(Objetivo A):
En el documento sobre la procrastinación, ¿a qué pecado se parecía la falta que confesó el penitente?
(Objetivo B):
Prosigue el documento sobre la procrastinación a partir de su última frase.

(Documento):
No quiero angustiarme por hacer cosas. No siempre
hacer muchas cosas va a ser lo más importante
![]() |
Anne Worner-CC |
Me gusta hacer las cosas con rapidez. A veces me precipito y no lo hago todo
perfecto. Pretendo hacer dos o más cosas a la vez. Pensando que puedo. Anhelo
resolver los problemas cuando se presentan y no esperar a mañana. No quiero
dejarlo todo para el día siguiente. No me gusta agobiarme pensando en lo que
tengo que hacer y no hago. En lo que puede llegar a suceder, cuando todavía no
sucede.
El otro día
leía sobre la palabra Procrastinación. Un sacerdote había escuchado a un
penitente confesar este pecado. Al principio no entendía muy bien por dónde iba
su falta. Al final entendió que era un pecado parecido a la pereza.
Es la
tendencia a retrasar lo que tengo que hacer. Lo retraso, tardo en hacerlo. Dejo
para mañana lo que puedo hacer hoy. Pospongo sin una razón suficiente lo que
puedo hacer inmediatamente.

(Conjunto de datos):
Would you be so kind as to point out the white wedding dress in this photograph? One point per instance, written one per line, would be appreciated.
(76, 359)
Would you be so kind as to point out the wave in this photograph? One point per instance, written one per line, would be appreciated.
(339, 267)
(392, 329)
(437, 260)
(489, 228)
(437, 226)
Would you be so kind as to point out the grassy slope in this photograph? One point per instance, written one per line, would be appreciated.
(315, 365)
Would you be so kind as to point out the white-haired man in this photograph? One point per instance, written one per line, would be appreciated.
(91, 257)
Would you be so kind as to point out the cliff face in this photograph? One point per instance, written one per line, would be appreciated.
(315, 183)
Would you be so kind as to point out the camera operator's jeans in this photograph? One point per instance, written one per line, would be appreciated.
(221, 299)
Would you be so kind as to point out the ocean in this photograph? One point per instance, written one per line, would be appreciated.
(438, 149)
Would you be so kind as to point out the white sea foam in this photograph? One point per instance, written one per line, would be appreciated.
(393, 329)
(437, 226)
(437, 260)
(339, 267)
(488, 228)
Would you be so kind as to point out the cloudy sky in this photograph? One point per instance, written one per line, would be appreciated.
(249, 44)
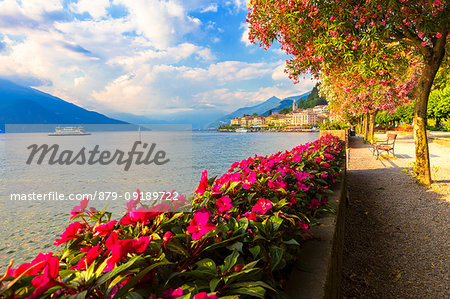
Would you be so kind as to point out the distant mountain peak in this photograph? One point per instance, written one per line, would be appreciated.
(42, 107)
(273, 103)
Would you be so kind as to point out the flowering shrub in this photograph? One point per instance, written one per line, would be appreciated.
(244, 233)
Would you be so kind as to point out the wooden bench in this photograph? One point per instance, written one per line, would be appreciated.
(385, 145)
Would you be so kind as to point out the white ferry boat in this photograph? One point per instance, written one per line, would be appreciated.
(69, 131)
(241, 130)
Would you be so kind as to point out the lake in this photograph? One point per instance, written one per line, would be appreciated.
(30, 227)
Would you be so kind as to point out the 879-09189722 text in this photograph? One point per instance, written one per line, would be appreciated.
(97, 195)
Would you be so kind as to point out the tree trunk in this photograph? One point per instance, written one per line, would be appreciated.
(372, 116)
(366, 125)
(432, 63)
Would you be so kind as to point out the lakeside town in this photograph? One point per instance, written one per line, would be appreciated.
(295, 120)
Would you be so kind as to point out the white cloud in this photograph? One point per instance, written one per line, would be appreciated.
(244, 37)
(278, 73)
(101, 64)
(162, 23)
(225, 98)
(96, 8)
(211, 8)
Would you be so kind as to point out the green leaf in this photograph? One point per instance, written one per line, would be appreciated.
(275, 222)
(251, 284)
(213, 284)
(116, 270)
(230, 261)
(254, 291)
(291, 242)
(207, 264)
(276, 254)
(236, 246)
(81, 295)
(133, 281)
(255, 250)
(213, 246)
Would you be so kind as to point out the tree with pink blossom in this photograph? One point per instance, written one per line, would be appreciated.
(363, 36)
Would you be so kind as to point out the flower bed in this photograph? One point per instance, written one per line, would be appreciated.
(242, 237)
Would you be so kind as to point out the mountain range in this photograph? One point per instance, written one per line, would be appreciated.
(273, 103)
(26, 105)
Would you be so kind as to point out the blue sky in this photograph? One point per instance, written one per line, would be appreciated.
(147, 57)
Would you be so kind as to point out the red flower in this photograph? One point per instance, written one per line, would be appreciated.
(123, 247)
(172, 293)
(140, 215)
(167, 237)
(203, 183)
(105, 228)
(200, 225)
(250, 181)
(46, 266)
(314, 204)
(250, 216)
(134, 202)
(71, 231)
(224, 204)
(203, 295)
(79, 209)
(262, 206)
(91, 255)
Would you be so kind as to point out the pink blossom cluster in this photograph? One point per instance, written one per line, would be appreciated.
(259, 209)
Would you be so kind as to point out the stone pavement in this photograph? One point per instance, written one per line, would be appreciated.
(396, 242)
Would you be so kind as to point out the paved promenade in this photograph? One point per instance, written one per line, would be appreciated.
(397, 241)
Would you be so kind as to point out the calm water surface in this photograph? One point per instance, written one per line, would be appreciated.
(27, 228)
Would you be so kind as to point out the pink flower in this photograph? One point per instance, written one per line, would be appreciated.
(200, 225)
(71, 231)
(204, 295)
(314, 204)
(105, 228)
(250, 216)
(123, 247)
(79, 209)
(140, 215)
(302, 186)
(46, 266)
(262, 206)
(91, 255)
(224, 204)
(167, 237)
(250, 181)
(134, 202)
(300, 176)
(172, 293)
(203, 183)
(277, 184)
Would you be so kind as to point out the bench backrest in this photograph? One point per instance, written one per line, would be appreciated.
(391, 138)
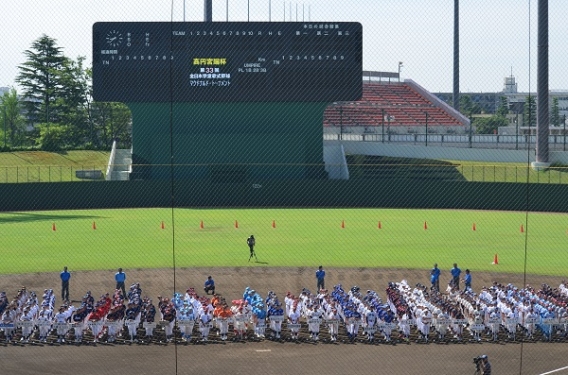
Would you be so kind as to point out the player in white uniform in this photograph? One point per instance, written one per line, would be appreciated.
(425, 320)
(404, 325)
(314, 314)
(186, 315)
(239, 323)
(61, 318)
(9, 318)
(294, 318)
(530, 326)
(44, 322)
(27, 316)
(333, 317)
(204, 321)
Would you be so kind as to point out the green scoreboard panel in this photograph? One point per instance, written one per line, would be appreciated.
(227, 61)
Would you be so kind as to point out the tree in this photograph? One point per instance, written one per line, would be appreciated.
(555, 113)
(489, 125)
(73, 100)
(39, 77)
(11, 119)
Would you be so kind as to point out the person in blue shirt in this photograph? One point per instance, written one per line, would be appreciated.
(456, 272)
(65, 277)
(209, 285)
(120, 278)
(320, 276)
(435, 277)
(467, 279)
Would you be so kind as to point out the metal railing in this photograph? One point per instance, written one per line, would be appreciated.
(50, 173)
(512, 142)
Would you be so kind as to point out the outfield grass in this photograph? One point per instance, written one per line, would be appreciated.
(41, 166)
(133, 238)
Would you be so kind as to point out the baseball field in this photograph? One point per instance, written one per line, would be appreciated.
(378, 238)
(170, 250)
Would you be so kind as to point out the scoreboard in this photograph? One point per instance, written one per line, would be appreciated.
(227, 61)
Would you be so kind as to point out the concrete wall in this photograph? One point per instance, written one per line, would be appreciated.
(447, 153)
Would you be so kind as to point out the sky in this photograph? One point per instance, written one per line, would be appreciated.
(496, 37)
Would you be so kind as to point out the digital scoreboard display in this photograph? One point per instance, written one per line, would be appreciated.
(227, 61)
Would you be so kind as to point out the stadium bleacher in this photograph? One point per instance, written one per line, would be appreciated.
(397, 104)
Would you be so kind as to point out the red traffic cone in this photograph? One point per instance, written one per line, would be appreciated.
(495, 259)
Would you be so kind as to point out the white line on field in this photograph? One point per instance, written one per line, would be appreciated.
(553, 371)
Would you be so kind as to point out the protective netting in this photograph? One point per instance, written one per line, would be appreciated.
(287, 188)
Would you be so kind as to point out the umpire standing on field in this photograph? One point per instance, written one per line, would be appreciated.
(320, 277)
(251, 242)
(65, 277)
(120, 278)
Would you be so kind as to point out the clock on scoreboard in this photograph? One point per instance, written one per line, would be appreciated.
(227, 61)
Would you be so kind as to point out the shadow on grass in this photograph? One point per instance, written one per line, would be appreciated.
(28, 217)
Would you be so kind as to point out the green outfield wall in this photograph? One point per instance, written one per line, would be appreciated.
(392, 193)
(202, 139)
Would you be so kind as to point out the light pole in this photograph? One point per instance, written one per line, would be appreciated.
(5, 115)
(517, 131)
(341, 122)
(383, 126)
(564, 147)
(470, 130)
(388, 127)
(426, 141)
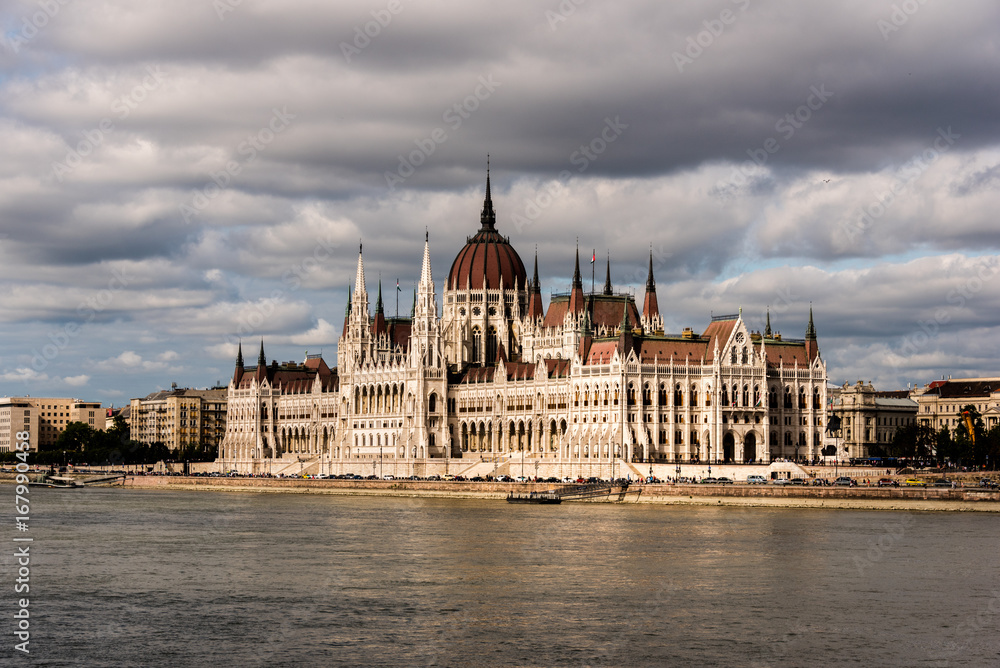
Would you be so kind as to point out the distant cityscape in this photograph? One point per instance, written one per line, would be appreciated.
(591, 379)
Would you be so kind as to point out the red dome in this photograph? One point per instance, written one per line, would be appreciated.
(488, 258)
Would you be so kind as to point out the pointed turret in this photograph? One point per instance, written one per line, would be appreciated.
(625, 340)
(812, 346)
(650, 307)
(535, 309)
(238, 373)
(261, 373)
(488, 216)
(378, 324)
(586, 336)
(576, 304)
(347, 312)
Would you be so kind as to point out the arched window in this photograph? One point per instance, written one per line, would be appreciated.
(477, 345)
(491, 345)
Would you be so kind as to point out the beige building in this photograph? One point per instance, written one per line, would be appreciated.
(54, 413)
(17, 415)
(941, 401)
(179, 418)
(868, 417)
(592, 380)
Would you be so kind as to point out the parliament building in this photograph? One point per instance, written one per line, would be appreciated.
(495, 377)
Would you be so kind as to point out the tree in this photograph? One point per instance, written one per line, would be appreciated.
(75, 438)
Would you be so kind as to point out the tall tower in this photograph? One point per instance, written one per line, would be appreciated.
(355, 343)
(484, 296)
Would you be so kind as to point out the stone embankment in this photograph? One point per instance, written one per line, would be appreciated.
(886, 498)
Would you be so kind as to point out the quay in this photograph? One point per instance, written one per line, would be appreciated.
(962, 499)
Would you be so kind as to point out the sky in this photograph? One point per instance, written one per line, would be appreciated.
(176, 177)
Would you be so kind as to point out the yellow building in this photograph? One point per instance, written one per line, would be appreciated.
(179, 418)
(54, 413)
(17, 415)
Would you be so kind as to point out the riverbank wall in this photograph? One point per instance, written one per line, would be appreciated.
(886, 498)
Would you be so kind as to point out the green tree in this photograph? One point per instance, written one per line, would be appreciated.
(74, 438)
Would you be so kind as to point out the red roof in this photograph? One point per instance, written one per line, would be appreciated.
(485, 261)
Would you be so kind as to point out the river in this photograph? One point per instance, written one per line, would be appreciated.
(126, 577)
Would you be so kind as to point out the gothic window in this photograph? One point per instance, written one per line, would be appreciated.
(477, 345)
(491, 345)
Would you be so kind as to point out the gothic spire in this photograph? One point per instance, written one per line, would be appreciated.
(577, 281)
(489, 216)
(535, 285)
(425, 268)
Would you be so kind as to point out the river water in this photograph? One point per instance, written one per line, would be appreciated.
(174, 578)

(Respuesta A):
A la pereza.

(Respuesta B):
Al pensar en
este pecado del cual hoy muchos se confiesan, creo que quizás no lo cometo. No
me gusta tardar mucho en hacer algo. No dejo de hacer lo que tengo que hacer
ahora. No lo sé, no es una virtud. Más bien es una tendencia natural que a
veces me juega malas pasadas.
Por eso yo
más bien me confieso de un pecado distinto. Lo definiría con una palabra inventada,
precrastinación. Es la tendencia a hacer de forma imperfecta
y precipitada ciertas cosas que podría haber hecho con más calma y cuidado. Tal
vez no peco por no hacer algo. Pero sí puedo pecar por hacer las cosas de forma
imperfecta o hacerlas mal sencillamente. Esta tendencia mía facilita que haga
las cosas sin miedo a equivocarme y sin el afán de hacerlo todo perfecto.
No pretendo
que todo salga sin errores. Sufro menos en la realización, aunque luego
encuentro fallos, carencias, límites que he pasado por alto en mi velocidad
para hacerlo todo. Quizás me libro del pecado de la omisión o de dejar de hacer
lo que me toca hacer.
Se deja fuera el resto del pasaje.